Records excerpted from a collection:
# # #

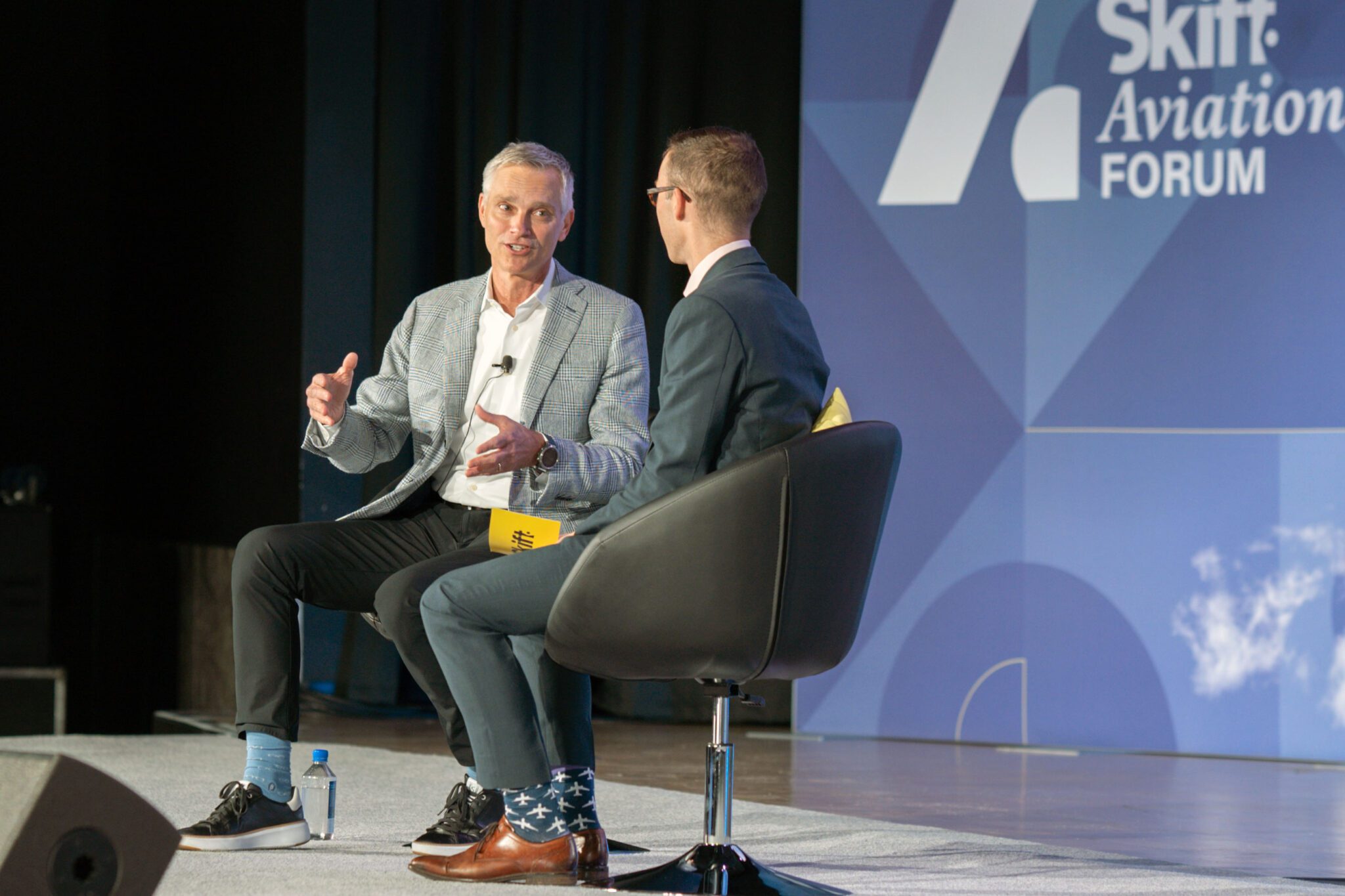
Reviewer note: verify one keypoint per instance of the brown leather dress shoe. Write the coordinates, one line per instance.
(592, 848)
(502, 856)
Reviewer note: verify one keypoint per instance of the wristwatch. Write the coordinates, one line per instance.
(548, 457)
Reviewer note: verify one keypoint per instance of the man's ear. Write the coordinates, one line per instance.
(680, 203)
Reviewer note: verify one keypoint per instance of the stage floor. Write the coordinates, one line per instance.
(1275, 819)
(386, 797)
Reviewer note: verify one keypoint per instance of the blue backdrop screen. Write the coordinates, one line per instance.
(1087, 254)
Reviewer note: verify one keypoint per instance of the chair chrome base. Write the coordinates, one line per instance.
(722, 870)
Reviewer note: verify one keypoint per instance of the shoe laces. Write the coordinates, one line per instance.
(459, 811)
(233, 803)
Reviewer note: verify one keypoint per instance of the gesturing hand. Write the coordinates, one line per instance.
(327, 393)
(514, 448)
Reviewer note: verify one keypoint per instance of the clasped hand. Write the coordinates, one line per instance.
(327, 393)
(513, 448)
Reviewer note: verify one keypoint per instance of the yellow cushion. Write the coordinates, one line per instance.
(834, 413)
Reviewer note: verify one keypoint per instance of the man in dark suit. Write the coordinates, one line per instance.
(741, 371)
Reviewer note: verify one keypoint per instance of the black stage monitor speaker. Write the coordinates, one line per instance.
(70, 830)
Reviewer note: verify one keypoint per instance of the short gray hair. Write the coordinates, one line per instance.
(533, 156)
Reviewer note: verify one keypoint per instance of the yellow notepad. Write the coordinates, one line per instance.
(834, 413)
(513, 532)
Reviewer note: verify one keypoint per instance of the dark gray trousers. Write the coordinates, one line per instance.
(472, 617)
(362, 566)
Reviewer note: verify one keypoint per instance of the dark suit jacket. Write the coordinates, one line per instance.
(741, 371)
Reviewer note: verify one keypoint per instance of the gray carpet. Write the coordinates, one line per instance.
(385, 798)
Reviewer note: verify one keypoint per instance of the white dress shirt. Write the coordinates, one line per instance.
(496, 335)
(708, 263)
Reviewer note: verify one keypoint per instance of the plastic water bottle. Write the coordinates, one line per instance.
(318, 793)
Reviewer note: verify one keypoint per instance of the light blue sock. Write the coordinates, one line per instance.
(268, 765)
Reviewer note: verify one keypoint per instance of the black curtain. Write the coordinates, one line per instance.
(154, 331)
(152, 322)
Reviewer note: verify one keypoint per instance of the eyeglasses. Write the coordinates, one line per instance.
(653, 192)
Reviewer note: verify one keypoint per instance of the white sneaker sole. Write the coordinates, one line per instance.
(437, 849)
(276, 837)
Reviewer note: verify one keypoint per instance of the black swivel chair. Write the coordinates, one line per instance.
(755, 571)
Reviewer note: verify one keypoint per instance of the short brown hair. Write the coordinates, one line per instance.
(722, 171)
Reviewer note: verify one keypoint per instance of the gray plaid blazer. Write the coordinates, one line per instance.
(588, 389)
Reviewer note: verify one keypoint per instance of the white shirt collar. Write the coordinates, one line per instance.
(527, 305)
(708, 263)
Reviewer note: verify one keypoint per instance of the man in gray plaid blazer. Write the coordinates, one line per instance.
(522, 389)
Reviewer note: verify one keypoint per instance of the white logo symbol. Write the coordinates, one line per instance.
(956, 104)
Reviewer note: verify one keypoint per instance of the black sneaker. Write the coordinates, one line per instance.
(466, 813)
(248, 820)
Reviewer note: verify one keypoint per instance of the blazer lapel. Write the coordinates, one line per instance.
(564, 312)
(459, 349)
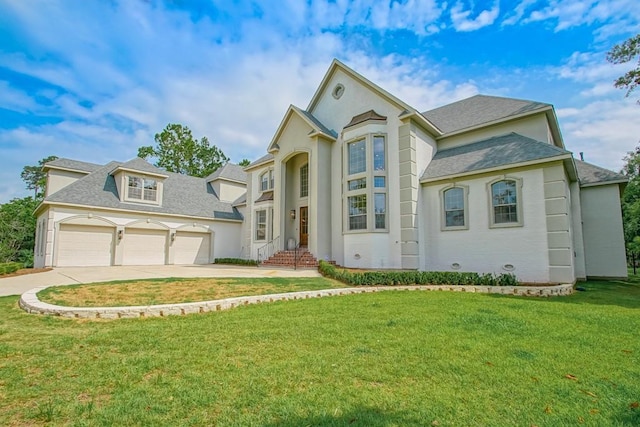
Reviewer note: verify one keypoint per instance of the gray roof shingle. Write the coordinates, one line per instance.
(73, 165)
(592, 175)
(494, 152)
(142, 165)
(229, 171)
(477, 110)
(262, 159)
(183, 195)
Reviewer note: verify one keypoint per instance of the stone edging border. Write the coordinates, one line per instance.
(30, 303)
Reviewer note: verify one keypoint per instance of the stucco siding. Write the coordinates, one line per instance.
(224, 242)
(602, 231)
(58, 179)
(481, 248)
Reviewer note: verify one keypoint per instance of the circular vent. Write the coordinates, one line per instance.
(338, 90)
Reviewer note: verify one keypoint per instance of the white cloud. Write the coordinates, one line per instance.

# # #

- [Given instruction]:
All of the records need repeating exactly, except for the pictures.

- [Correct answer]:
Reviewer note: verify one keypoint per instance of the brown leather dress shoe. Write the coordinates, one line per instance.
(592, 848)
(502, 856)
Reviewer note: verify one keypoint per instance of the wristwatch. Write the coordinates, one line per instance.
(548, 457)
Reviewer note: verify one keypoint per instance of the man's ear. Write the coordinates, one line per instance.
(680, 203)
Reviewer note: verify one keypoint per instance of the stage floor. Write the coordinates, one line per instance.
(1275, 819)
(386, 797)
Reviewer note: verify one keypoint per instance of the blue backdrop screen. Write the coordinates, one line per instance.
(1087, 254)
Reviewer note: verify one keypoint per instance of the chair chrome base. Write the coordinates, one line per instance.
(722, 870)
Reviewer note: verify one keypoint per instance of the shoe laces. Write the coordinates, one line per instance.
(459, 811)
(233, 803)
Reviewer note: verify one keypoint per instance of the gesturing hand. Write the coordinates, one line per instance.
(327, 393)
(514, 448)
Reviewer note: verify one keypoint per instance of the clasped hand. Write the coordinates, one line per instance.
(327, 393)
(513, 448)
Reviewer note: verify one keypoint per instance of the yellow cushion. Write the coordinates, one line per instance.
(834, 413)
Reviewer note: verify one keypoint per instance of the man in dark suit. Write the coordinates, one line per instance.
(741, 371)
Reviewer note: verify one keypoint per instance of the black stage monitor speaker. Write the coordinates, one line per instance.
(70, 830)
Reviewer note: verify one keypoint per instance of the short gray hair. Write the coordinates, one line per instance.
(533, 156)
Reviewer note: verify one keypoint per instance of the yellow notepad. Write the coordinates, one line per instance.
(834, 413)
(513, 532)
Reviewer note: verify one keypoint per instance of the dark gray trousers. Write the coordinates, one line per instance.
(472, 617)
(362, 566)
Reviewer note: verify one keypoint per instance of the dark suit jacket. Write the coordinates, one line per instance.
(741, 371)
Reviewer note: verify one keypoint per instance of the gray carpet. Write the coordinates, one line per instance.
(385, 798)
Reviewer note: verify one keypoint per instance of the white dress shirt. Write the coordinates, one line per instance.
(496, 335)
(708, 263)
Reviewer note: verify one keypoint per instance of the plastic water bottle. Write the coordinates, one line per instance.
(318, 793)
Reviewer note: verify one keypoint per instance of the light blue sock. Write the coordinates, one line per instance.
(268, 765)
Reviewer note: verify one keypoint per instance of the black curtain. Write the coordinates, one line per instance.
(154, 331)
(152, 322)
Reviewer note: verify one keypoint per instance of the eyeglasses. Write the coordinates, one line per instance.
(653, 192)
Reviewer note: verify one keypoint per instance of the white sneaker sole. Write the coordinates, one line per instance.
(437, 849)
(276, 837)
Reviewer note: verify one keypoint per instance of the black swivel chair. Write the coordinates, one line per instance.
(755, 571)
Reviewer note: verify one keypoint per instance of the short brown hair. Write the coordinates, one line per instance.
(722, 171)
Reviewer note: verify one keypoint per instance of the gray plaid blazer. Write the coordinates, one line per instance.
(588, 389)
Reviewer note: verify one keypoint per instance of the white shirt collar. Write the coordinates, one line per instance.
(527, 305)
(708, 263)
Reviewer note: verify one keypoint per instance of the man in gray plaid blazer. Write the coordinates, one line per instance.
(522, 389)
Reviewer note: verify one keypoint per instance of the white logo symbol. Write the coordinates, one line per instance.
(956, 104)
Reviewer note: verify one keypoint per instance of the black sneaker. Write the coordinates, one line per instance.
(466, 813)
(248, 820)
Reviewer note: verify one keypoint per instance of the blazer lapel. Write the coordinates, one line per instance.
(564, 312)
(459, 349)
Reviewer note: verify one keypoint per instance of the gray roof shingle. Write the coordinates, one line per instance.
(73, 165)
(592, 175)
(494, 152)
(142, 165)
(229, 171)
(477, 110)
(262, 159)
(183, 195)
Reviewer note: verify one keypoint per instance of the stone edging border. Write the coordinates, one line per instance.
(30, 303)
Reviewer note: verify one keypoint per instance of the stucco siding. Write the coordinates, one line per instance.
(224, 242)
(602, 231)
(58, 179)
(481, 248)
Reviewer note: verify one keypoint per instance of the circular vent. Write the coordinates, one line per instance.
(338, 90)
Reviewer note: verify one keypoint per instance of the white cloud. Write the coordinates, one line per instance.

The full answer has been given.